**Work request**
Reproduce every line of the material below word for word, leaving out the pictures.

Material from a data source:
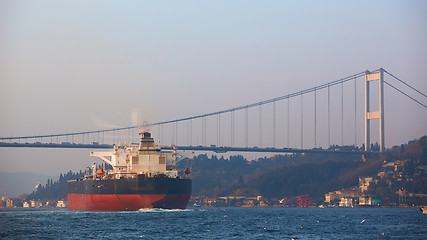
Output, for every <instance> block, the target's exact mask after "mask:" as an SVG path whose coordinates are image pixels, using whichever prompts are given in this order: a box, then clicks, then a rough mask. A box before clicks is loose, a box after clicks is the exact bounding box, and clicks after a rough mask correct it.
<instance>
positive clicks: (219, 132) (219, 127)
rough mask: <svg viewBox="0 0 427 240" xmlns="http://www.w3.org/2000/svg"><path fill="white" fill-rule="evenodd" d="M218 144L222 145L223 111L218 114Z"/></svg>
mask: <svg viewBox="0 0 427 240" xmlns="http://www.w3.org/2000/svg"><path fill="white" fill-rule="evenodd" d="M218 129H219V130H218V146H221V113H220V114H218Z"/></svg>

**Exercise answer**
Output, for every <instance> block, the target's exact mask after "mask:" as an SVG path whose coordinates are image pixels, using whichever prompts are given in this order: a box, then clicks, then a rough mask. A box before clicks is loose, a box after clicks is the exact bounding box, and clicks after a rough mask correct it.
<instance>
positive clicks: (219, 132) (219, 127)
rough mask: <svg viewBox="0 0 427 240" xmlns="http://www.w3.org/2000/svg"><path fill="white" fill-rule="evenodd" d="M218 144L222 145L223 111L218 114Z"/></svg>
mask: <svg viewBox="0 0 427 240" xmlns="http://www.w3.org/2000/svg"><path fill="white" fill-rule="evenodd" d="M218 129H219V130H218V146H221V113H220V114H218Z"/></svg>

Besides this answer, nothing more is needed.